> **Your objective**:
Count the lines in the records below that contain the string "points", with uppercase and lowercase treated as different, and give only that number.

====

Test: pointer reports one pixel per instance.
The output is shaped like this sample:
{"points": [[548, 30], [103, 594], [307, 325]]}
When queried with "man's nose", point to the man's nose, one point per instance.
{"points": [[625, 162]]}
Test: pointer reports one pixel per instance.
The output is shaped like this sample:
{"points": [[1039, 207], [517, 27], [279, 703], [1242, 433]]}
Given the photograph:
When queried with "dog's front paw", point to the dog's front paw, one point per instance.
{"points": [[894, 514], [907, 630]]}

====

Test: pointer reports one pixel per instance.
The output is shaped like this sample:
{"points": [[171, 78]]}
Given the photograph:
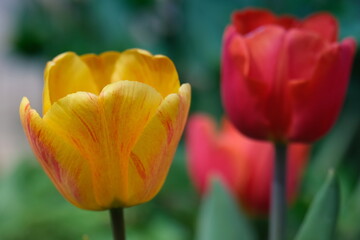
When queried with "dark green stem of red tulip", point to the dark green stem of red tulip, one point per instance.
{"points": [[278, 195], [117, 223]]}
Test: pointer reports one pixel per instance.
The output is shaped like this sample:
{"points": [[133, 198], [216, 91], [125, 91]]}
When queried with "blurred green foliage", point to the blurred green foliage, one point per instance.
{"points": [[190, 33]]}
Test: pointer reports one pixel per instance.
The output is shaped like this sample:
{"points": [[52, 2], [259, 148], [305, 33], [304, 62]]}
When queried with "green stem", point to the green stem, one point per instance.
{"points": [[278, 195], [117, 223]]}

====

> **Expected output**:
10